** START OF Stored data **
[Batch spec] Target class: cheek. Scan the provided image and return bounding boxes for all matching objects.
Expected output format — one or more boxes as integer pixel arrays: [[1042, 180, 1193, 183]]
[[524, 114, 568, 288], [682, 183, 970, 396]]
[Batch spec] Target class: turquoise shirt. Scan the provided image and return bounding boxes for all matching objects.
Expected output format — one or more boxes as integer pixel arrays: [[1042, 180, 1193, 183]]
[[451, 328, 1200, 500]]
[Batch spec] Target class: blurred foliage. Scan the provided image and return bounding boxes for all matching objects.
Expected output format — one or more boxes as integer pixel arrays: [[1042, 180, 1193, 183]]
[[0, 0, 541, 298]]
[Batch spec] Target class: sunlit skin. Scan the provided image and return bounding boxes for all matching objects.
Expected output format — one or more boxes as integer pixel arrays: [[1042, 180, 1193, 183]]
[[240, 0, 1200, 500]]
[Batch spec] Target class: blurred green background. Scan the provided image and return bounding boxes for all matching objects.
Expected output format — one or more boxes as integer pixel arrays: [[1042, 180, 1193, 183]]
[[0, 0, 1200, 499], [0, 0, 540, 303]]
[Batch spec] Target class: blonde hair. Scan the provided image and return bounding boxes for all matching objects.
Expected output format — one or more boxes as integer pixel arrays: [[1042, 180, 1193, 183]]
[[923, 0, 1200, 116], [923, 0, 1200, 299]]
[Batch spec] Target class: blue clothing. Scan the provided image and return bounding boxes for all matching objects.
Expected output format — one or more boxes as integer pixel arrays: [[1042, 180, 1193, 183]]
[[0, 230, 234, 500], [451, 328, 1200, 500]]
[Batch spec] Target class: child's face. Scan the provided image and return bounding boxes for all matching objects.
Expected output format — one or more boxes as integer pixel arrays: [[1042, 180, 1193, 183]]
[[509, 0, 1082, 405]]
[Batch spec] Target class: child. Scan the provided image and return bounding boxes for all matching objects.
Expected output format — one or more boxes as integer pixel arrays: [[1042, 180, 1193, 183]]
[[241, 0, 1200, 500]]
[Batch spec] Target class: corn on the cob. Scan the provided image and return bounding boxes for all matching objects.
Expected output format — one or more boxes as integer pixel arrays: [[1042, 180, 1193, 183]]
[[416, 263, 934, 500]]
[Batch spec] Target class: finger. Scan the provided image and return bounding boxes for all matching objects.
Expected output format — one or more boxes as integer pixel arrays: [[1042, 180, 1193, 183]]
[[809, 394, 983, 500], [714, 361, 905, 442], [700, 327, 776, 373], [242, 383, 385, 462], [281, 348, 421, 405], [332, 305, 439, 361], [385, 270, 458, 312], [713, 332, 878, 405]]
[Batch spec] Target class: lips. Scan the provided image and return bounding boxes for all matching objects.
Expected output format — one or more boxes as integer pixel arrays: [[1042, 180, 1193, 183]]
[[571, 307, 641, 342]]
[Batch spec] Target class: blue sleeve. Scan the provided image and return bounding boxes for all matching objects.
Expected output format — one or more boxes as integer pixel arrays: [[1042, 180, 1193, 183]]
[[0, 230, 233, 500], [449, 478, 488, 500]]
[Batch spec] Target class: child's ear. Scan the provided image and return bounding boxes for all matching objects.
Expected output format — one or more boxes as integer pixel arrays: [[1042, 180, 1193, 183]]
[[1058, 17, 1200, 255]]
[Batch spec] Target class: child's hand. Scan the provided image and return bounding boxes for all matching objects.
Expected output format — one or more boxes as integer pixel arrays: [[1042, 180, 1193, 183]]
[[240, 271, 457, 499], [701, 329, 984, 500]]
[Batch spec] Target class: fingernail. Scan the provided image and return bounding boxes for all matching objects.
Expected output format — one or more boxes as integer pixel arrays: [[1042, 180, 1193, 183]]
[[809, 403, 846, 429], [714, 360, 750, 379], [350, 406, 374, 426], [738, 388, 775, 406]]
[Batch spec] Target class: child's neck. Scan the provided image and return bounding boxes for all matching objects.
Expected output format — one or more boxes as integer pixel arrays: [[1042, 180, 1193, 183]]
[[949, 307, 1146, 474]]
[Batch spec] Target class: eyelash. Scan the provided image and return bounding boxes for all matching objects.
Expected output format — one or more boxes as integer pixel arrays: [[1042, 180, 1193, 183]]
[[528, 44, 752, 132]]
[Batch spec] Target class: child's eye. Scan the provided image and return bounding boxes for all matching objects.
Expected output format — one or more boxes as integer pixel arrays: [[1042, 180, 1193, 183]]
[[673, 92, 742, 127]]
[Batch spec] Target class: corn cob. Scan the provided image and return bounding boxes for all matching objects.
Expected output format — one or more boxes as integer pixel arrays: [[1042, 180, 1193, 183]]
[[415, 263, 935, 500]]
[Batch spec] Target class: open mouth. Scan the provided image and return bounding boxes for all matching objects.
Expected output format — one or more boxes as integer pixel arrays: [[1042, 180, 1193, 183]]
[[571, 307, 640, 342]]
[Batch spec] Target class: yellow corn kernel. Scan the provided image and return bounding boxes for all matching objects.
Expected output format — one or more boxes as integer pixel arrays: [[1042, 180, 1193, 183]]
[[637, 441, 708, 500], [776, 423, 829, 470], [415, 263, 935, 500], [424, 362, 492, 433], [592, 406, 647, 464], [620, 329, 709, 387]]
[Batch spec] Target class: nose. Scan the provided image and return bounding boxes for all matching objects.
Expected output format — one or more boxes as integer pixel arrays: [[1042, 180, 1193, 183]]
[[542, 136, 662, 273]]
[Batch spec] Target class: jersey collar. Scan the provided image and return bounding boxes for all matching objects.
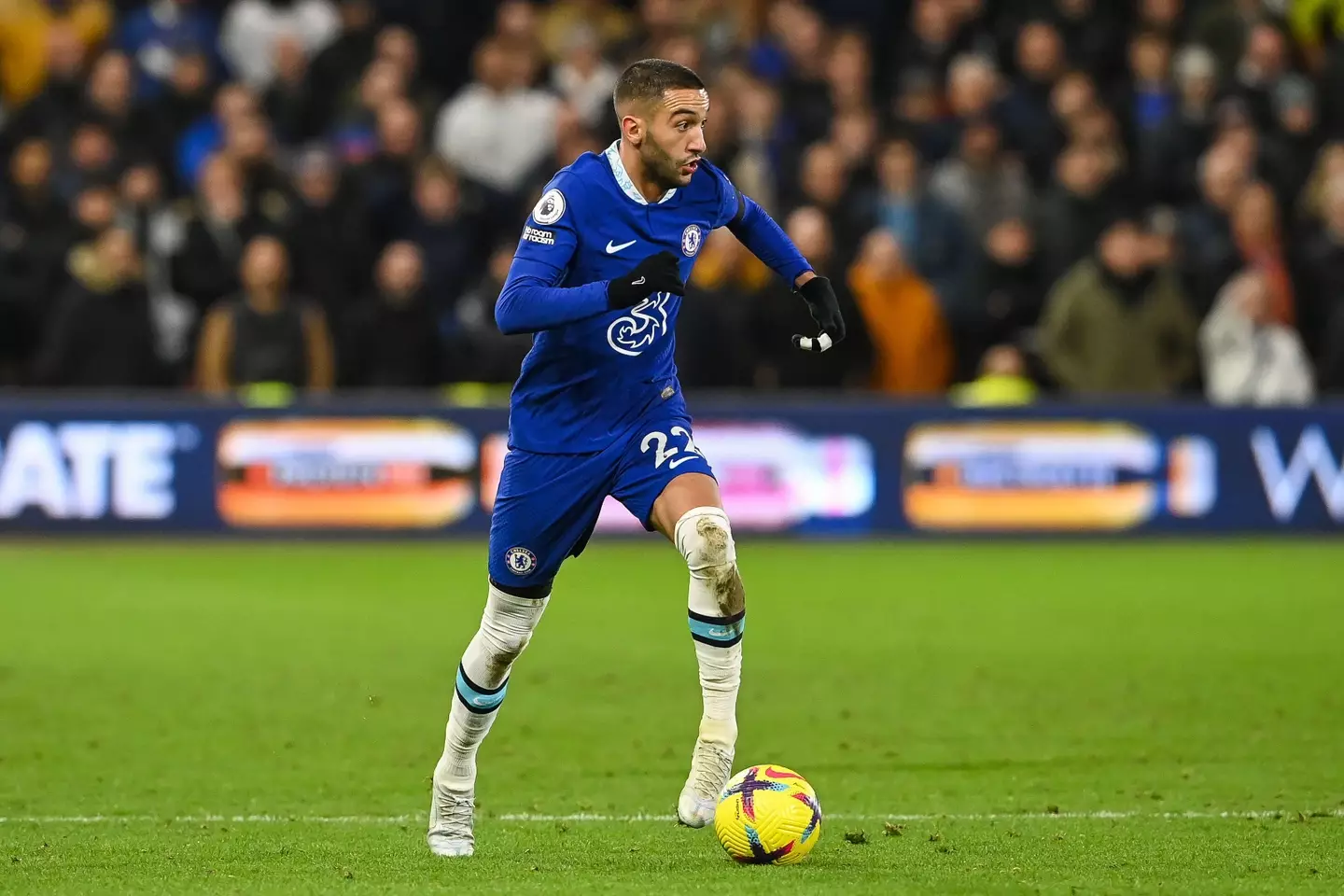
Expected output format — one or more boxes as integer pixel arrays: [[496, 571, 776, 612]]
[[602, 140, 676, 205]]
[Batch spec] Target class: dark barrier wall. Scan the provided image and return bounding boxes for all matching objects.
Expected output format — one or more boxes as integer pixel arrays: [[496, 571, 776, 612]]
[[0, 400, 1344, 536]]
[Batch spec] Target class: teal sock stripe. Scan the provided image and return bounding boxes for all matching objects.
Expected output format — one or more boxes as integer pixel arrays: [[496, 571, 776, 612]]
[[687, 609, 748, 648], [457, 666, 508, 713]]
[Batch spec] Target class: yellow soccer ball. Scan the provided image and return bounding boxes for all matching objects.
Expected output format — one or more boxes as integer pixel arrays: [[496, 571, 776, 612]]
[[714, 765, 821, 865]]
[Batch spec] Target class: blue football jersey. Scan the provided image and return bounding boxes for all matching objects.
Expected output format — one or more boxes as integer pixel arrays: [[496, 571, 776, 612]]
[[504, 141, 742, 454]]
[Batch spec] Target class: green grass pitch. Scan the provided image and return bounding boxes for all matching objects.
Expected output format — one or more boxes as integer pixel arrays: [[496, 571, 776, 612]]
[[0, 539, 1344, 896]]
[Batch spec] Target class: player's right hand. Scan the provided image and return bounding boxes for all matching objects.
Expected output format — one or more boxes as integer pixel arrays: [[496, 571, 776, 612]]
[[606, 251, 685, 310]]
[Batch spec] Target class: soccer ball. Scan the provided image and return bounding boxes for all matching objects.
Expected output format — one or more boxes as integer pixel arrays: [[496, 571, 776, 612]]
[[714, 765, 821, 865]]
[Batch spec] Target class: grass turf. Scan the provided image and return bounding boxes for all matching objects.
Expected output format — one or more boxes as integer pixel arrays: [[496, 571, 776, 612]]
[[0, 541, 1344, 896]]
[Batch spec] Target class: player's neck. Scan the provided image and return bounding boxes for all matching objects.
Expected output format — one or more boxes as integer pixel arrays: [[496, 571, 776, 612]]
[[620, 138, 666, 203]]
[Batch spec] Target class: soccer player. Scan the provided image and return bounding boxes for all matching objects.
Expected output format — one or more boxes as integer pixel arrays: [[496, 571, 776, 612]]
[[427, 59, 844, 856]]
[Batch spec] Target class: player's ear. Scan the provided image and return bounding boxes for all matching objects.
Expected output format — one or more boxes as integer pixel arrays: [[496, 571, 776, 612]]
[[621, 116, 644, 147]]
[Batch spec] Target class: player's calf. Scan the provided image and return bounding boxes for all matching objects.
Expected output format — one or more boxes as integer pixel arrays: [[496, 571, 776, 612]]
[[673, 507, 746, 828], [426, 581, 550, 856]]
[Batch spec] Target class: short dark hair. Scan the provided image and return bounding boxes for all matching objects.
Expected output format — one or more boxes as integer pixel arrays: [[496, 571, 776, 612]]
[[611, 59, 705, 109]]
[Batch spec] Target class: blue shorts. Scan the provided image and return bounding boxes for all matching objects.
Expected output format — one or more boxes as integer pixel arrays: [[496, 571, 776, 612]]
[[489, 413, 714, 587]]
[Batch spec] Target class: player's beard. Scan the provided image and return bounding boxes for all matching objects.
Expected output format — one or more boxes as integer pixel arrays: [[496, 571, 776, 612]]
[[639, 135, 691, 192]]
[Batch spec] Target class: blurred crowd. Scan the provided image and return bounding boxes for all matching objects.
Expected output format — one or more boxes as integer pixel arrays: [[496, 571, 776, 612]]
[[0, 0, 1344, 404]]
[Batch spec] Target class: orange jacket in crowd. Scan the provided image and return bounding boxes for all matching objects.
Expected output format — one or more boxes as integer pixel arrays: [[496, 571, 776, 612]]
[[0, 0, 112, 109], [849, 231, 952, 395]]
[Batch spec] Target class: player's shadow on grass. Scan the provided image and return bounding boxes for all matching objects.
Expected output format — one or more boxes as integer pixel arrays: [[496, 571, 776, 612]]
[[810, 756, 1134, 773]]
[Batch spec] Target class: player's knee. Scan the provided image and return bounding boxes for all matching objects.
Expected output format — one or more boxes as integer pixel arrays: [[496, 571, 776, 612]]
[[482, 583, 547, 666], [673, 507, 746, 615]]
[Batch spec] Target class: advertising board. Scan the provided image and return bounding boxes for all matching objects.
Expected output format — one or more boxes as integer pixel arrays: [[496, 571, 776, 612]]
[[0, 400, 1344, 538]]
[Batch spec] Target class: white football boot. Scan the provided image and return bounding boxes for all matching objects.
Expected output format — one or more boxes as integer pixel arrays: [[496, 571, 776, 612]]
[[425, 775, 476, 856], [676, 740, 733, 828]]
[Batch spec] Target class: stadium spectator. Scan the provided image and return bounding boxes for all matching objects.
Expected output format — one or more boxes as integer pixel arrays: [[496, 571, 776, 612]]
[[116, 160, 198, 371], [553, 25, 621, 128], [0, 22, 89, 150], [399, 159, 478, 317], [1180, 144, 1250, 313], [196, 235, 335, 395], [260, 36, 320, 144], [709, 73, 779, 215], [752, 205, 871, 388], [1041, 220, 1197, 395], [219, 0, 342, 92], [791, 143, 877, 265], [1295, 177, 1344, 357], [161, 52, 215, 154], [337, 242, 442, 389], [172, 156, 266, 315], [175, 83, 260, 190], [0, 0, 112, 107], [285, 147, 373, 326], [358, 98, 422, 245], [1198, 270, 1316, 407], [300, 0, 378, 122], [949, 345, 1038, 407], [33, 227, 164, 389], [1320, 305, 1344, 397], [117, 0, 219, 101], [451, 241, 532, 385], [676, 225, 768, 388], [0, 0, 1344, 402], [0, 138, 73, 383], [1136, 47, 1218, 204], [1232, 183, 1297, 327], [1230, 21, 1289, 131], [538, 0, 635, 62], [871, 133, 972, 312], [999, 21, 1064, 184], [825, 31, 873, 111], [929, 121, 1030, 242], [849, 230, 952, 397], [373, 25, 443, 134], [434, 39, 558, 196], [952, 217, 1048, 380], [1032, 144, 1122, 284]]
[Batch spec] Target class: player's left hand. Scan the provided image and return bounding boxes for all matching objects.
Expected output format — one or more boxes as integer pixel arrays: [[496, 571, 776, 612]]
[[793, 276, 844, 352]]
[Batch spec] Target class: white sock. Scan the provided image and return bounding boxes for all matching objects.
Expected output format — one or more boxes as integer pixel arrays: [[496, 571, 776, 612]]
[[434, 584, 550, 790], [673, 507, 746, 749]]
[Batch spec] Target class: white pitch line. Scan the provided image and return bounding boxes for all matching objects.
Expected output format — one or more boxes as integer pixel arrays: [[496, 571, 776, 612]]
[[0, 808, 1344, 826]]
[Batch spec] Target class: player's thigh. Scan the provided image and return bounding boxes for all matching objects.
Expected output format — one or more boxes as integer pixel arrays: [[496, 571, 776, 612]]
[[611, 418, 723, 539], [489, 449, 611, 588]]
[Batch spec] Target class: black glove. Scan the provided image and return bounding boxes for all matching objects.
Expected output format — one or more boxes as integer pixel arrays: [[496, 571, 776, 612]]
[[793, 276, 844, 352], [606, 251, 685, 310]]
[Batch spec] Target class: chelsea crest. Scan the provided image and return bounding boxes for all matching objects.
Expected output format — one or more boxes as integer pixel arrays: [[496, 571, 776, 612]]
[[681, 224, 700, 258]]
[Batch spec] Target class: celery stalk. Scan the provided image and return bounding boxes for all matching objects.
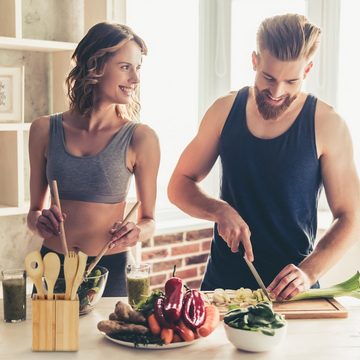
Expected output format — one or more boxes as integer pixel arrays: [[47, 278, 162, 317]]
[[290, 271, 360, 301]]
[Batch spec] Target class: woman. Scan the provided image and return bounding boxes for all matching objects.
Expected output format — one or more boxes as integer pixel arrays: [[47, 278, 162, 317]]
[[27, 22, 160, 296]]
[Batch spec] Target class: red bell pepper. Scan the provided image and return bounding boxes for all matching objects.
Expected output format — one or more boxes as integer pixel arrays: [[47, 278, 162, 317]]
[[182, 289, 205, 330], [164, 267, 184, 323]]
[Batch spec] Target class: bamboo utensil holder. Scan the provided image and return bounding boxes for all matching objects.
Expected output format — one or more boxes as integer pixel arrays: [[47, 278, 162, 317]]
[[32, 294, 79, 351]]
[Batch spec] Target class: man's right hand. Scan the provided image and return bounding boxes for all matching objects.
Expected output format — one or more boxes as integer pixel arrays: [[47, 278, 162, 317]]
[[216, 204, 254, 261], [35, 205, 66, 239]]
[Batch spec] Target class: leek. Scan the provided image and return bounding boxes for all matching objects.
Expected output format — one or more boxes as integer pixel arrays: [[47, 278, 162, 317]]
[[290, 271, 360, 301]]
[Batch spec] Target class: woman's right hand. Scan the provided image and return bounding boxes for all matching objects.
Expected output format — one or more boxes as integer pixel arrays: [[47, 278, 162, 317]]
[[35, 205, 66, 239]]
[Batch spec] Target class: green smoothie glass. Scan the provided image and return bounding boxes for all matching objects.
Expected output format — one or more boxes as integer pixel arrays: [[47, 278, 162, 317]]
[[126, 264, 150, 307], [1, 269, 26, 322]]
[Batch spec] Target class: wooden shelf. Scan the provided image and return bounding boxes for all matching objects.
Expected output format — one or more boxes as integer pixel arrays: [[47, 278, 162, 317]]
[[0, 36, 77, 52], [0, 204, 29, 216], [0, 123, 31, 131]]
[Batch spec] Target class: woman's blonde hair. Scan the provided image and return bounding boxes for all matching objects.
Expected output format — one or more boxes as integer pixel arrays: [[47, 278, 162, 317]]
[[256, 14, 321, 61], [66, 22, 147, 119]]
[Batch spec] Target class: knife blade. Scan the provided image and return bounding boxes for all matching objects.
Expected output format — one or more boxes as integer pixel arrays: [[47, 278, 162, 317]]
[[244, 255, 272, 302]]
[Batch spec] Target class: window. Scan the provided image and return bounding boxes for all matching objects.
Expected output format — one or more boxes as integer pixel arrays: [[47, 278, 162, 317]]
[[126, 0, 199, 220], [337, 0, 360, 171]]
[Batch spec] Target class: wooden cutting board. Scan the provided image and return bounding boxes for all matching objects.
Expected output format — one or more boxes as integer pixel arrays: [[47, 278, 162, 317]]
[[273, 299, 348, 319]]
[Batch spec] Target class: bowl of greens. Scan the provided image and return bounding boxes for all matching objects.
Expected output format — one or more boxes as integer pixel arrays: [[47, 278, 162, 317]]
[[50, 266, 109, 315], [224, 302, 287, 352]]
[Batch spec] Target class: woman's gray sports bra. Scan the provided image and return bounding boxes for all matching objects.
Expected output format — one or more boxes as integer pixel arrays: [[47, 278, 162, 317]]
[[46, 113, 137, 204]]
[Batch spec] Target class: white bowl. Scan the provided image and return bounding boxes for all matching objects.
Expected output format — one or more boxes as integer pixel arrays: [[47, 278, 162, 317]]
[[224, 323, 287, 352]]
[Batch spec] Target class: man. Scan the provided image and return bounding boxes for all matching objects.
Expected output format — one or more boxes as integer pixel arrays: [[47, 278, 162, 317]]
[[168, 14, 360, 300]]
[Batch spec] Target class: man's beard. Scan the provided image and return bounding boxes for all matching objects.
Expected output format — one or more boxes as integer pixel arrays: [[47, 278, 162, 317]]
[[255, 86, 297, 120]]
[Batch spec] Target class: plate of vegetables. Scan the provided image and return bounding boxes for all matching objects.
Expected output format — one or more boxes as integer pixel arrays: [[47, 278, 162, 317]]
[[97, 270, 220, 350]]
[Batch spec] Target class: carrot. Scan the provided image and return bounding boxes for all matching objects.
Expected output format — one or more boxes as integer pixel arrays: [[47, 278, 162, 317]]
[[172, 333, 183, 343], [178, 320, 195, 341], [198, 305, 220, 337], [160, 328, 174, 345], [148, 314, 161, 335]]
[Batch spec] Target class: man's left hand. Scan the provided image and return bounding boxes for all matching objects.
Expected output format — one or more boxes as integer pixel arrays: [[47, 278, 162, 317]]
[[267, 264, 311, 301]]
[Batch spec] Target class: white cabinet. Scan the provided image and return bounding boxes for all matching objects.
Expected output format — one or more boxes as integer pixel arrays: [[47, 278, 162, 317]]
[[0, 0, 125, 216]]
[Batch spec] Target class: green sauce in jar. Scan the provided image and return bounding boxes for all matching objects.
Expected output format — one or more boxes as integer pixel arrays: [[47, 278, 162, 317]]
[[127, 274, 150, 307], [3, 279, 26, 322]]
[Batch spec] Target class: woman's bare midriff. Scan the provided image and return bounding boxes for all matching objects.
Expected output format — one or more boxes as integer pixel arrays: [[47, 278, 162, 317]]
[[43, 200, 126, 256]]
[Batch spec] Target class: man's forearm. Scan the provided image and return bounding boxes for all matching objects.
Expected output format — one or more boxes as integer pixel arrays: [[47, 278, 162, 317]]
** END OF Stored data **
Problem statement:
Copy out the lines starting with the one that contains "[Batch spec] Target class: wooden cutting" and ending with the one that contains "[[97, 270, 220, 350]]", both included.

Solution below:
[Batch spec] Target class: wooden cutting board. Scan the provided image and return bounding boxes for all matching objects.
Expected output format — one or more boxes as integer pixel arrays: [[47, 278, 162, 317]]
[[273, 299, 348, 319]]
[Batch spec] Target class: bowl of greens. Scan the provided image and return bounding boxes for all matching objects.
Expected output format — one or more boxes as integer pixel arrays: [[47, 278, 162, 317]]
[[50, 266, 109, 315], [224, 302, 287, 352]]
[Batch spec] Target class: woman's gray sports bra. Scan the provided image and return bounding boxes for all matching objects.
Expected output format — one or more boxes as integer pixel arrays: [[47, 278, 162, 317]]
[[46, 113, 137, 204]]
[Batch spec] Target class: white bowl. Scan the provided image and return bounding boxes for all matching objects.
Expected output format — one or more boxes as integer pixel arrays: [[47, 278, 162, 317]]
[[224, 323, 287, 352]]
[Batch spec] Target class: man. Scan the provided image and return bounding boxes for all matching objects.
Expected output format — one or more boxes as integer pixel arrays: [[47, 278, 162, 317]]
[[168, 14, 360, 300]]
[Batch spec] Target class: man's beard. Scan the provided image and return bounding boxes for all matching objects.
Expected output format — one or more boxes as integer pixel arrays: [[47, 278, 162, 317]]
[[255, 86, 297, 120]]
[Batch spec] Target class: plate of vegetables. Scan the provided image and return bounding boxes for all matching objects.
Expected output format — one or more boxes as integer pixel arrays: [[47, 278, 162, 317]]
[[97, 270, 220, 350]]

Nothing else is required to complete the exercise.